◆ Work instruction ◆
Print out the entries that follow exactly, missing none.

[Records from a dataset]
■ ■ ■ ■ ■

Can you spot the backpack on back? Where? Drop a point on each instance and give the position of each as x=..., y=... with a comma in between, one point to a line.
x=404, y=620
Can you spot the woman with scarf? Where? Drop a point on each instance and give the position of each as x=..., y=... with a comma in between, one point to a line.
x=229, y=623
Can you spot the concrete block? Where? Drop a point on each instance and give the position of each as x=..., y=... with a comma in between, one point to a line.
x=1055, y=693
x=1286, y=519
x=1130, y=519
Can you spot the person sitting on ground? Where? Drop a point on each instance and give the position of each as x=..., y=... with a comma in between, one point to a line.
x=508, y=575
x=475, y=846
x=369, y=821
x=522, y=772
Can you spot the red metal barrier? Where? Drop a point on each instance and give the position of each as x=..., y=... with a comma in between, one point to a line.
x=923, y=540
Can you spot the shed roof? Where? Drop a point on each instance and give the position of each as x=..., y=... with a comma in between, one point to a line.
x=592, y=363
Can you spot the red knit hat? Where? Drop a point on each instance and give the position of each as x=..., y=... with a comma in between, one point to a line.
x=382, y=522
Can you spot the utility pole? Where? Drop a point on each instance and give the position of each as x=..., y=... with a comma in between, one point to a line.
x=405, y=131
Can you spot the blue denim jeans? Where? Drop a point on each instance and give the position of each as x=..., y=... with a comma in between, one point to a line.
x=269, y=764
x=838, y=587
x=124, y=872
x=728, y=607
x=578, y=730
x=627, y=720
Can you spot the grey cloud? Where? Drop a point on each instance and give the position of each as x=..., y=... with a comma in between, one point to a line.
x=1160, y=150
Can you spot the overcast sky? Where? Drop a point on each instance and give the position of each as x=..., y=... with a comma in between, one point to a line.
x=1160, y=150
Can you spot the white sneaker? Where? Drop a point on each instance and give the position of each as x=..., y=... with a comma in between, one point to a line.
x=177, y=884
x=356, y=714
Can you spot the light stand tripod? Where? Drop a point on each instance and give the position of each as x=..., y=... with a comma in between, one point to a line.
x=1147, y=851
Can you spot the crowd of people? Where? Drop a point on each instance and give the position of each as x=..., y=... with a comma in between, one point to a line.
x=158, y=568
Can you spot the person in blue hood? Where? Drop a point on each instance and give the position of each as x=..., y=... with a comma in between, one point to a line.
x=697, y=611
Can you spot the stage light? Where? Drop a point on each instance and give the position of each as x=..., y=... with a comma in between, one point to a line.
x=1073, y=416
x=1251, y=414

■ ■ ■ ■ ■

◆ Task response ◆
Can you spot the backpack on back? Where? Drop a point on each instance and give the position of each as x=..., y=... with a comma in between, one point to a line.
x=404, y=620
Can you spot the woman with scarf? Where? Drop a point on each instance and give the position of each as x=..., y=... with a comma in between, one point to a line.
x=229, y=623
Can you spot the concrete block? Where? Drop a point on each instance and give the position of each as x=..., y=... with a comma in between, one point to a line.
x=1055, y=693
x=1286, y=519
x=1130, y=519
Can you spot the person sitting on ground? Where? Drop a point on each instance and give the position of each as x=..., y=... with a comma in between, one point to a line.
x=508, y=575
x=475, y=846
x=369, y=821
x=522, y=772
Can you spot the red metal barrier? Where? Drop a point on each instance and give the position of each as x=..., y=... with a comma in between, one point to a line.
x=923, y=540
Can you spot the shed roof? Where? Drop a point on each instance and give the position of each as x=..., y=... with a comma in between, one point to a line.
x=592, y=363
Can you spot the red knit hat? Where? Drop a point on each instance and give the position of each as x=..., y=... with a comma in between, one point to a line.
x=382, y=522
Can you spot the utility pole? Where? Drop a point on each instance and give the position of each as x=..., y=... with a comma in between, one point to a line.
x=405, y=131
Can you spot the blue denim jeans? Where? Drop a point on each instance and give the position of each as x=..., y=... with a comma in between, one point to a line.
x=269, y=764
x=838, y=587
x=124, y=872
x=728, y=607
x=578, y=730
x=627, y=720
Can you spot the grey cloud? Where? Drop a point on each instance and give the position of each as x=..., y=... with a comma in between, one point to a line.
x=1160, y=150
Can you spot the overcast sky? Where? Drop a point on each instance and give the position of each as x=..., y=... with a comma in between, one point to a line.
x=1160, y=150
Can you spot the white sneaker? Where? Drop a point on each instance and give the position of each as x=..., y=... with a comma in between, one point to a line.
x=177, y=884
x=356, y=714
Can you spot the light stand tripod? Where? Drop a point on each instance and give the position of each as x=..., y=... with a comma in between, one point to a line.
x=1147, y=851
Can you spot the crowd of people? Where? Drop a point on each instance and give the position of each as x=..., y=... with a comma in between, one point to a line.
x=158, y=568
Can you spot the person in blue hood? Where? Drop a point on each instance and give the position of each as x=..., y=... with a comma in between, one point to a line.
x=697, y=611
Can you spot the stage light? Where? Drop a point on each instance and give the position of each as x=..., y=... with a comma in between, one point to a line.
x=1073, y=416
x=1251, y=414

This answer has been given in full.